#### Items ####
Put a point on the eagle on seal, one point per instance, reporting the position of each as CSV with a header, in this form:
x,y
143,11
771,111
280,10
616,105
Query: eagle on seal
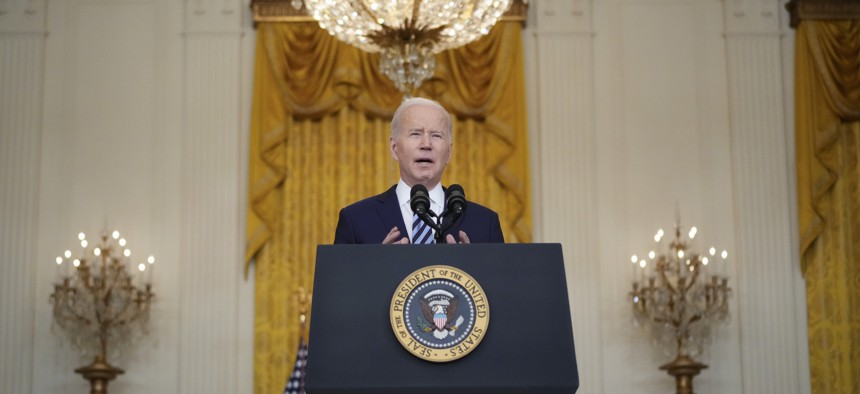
x,y
438,316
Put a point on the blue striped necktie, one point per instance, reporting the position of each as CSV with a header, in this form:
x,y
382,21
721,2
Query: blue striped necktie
x,y
421,232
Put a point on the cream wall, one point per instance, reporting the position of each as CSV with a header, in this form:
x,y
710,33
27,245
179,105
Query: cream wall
x,y
134,114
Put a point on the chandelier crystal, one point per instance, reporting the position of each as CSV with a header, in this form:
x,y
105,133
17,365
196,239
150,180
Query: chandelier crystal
x,y
406,33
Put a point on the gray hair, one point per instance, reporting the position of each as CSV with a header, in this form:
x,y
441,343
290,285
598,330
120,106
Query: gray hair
x,y
413,101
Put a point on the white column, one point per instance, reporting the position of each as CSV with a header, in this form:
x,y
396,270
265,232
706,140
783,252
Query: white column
x,y
565,187
22,46
211,232
767,272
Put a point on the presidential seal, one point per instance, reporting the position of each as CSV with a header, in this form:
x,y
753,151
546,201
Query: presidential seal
x,y
439,313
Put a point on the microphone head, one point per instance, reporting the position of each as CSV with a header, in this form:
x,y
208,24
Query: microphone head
x,y
419,199
456,199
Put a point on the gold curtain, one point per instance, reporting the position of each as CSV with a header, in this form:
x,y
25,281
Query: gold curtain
x,y
319,141
827,98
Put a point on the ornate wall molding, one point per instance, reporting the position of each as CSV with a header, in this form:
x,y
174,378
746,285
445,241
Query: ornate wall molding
x,y
210,16
768,275
22,16
567,165
210,195
21,78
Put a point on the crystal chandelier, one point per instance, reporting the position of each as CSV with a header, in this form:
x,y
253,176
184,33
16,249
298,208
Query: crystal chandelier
x,y
679,296
406,33
101,302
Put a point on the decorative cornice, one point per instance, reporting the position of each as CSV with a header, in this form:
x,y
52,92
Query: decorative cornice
x,y
822,9
283,11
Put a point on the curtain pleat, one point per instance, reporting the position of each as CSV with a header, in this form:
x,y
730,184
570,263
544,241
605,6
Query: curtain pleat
x,y
319,141
827,103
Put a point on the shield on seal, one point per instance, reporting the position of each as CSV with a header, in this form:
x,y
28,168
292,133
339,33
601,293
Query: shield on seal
x,y
439,318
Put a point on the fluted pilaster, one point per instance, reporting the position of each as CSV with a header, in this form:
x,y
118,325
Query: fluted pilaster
x,y
566,184
211,231
22,46
767,274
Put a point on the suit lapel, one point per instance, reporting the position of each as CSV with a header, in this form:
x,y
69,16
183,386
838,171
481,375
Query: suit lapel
x,y
389,211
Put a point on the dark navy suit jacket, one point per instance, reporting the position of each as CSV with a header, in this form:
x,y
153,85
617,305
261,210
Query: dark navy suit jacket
x,y
369,221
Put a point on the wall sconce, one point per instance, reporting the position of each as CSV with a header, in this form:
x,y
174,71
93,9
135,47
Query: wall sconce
x,y
101,301
679,296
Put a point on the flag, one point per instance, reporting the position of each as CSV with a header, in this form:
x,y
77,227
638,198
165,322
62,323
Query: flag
x,y
296,382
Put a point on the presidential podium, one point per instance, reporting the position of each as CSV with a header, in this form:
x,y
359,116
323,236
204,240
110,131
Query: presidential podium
x,y
527,347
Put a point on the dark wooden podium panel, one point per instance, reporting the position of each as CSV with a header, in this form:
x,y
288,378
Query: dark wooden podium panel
x,y
528,346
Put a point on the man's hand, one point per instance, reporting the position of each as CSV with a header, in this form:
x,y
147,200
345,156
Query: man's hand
x,y
464,239
392,237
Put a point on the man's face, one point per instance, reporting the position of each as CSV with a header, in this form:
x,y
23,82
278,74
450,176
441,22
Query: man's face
x,y
422,146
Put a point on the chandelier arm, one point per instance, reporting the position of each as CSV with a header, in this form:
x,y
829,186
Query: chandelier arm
x,y
74,315
662,270
369,12
416,8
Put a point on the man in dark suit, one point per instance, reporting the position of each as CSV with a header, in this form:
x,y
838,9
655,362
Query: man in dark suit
x,y
421,142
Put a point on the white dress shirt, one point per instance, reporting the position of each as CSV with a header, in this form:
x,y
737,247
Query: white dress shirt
x,y
437,198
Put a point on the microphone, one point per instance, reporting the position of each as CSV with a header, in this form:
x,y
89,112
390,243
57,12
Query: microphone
x,y
419,199
456,199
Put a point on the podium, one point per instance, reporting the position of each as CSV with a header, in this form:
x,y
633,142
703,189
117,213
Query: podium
x,y
527,348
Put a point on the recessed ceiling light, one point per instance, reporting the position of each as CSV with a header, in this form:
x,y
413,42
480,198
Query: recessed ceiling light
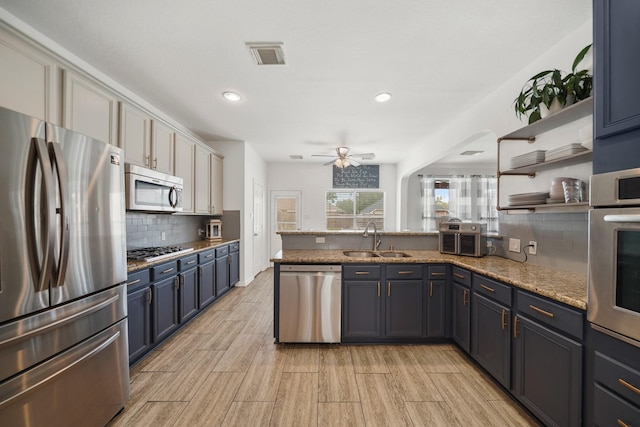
####
Goal: Render the lines from the one containing "Put a point on the recessed" through the last line, both included, as a Markdown table with the columns Row and Line. Omit any blank lines, and leave the pictures out of the table.

Task result:
| Row | Line |
|---|---|
| 1 | Put a point on the recessed ceiling light, one point per instance, reporting the position of each as CSV with a header, in this form: |
| 2 | x,y |
| 3 | 413,42 |
| 4 | 480,198 |
| 5 | Query: recessed ceiling light |